# GOAL
Rewrite the data below as a numbered list with one line per item, leaving out any blank lines.

# DATA SHOWN
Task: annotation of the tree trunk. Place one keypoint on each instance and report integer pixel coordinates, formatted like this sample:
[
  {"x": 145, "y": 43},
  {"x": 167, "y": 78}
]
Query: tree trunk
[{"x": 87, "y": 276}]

# WORKED ANSWER
1. Task: annotation of the tree trunk. Place one keypoint on each instance and report integer pixel coordinates, formatted like this sample:
2. [
3.   {"x": 145, "y": 43},
4.   {"x": 167, "y": 78}
5. ]
6. Query: tree trunk
7. [{"x": 87, "y": 276}]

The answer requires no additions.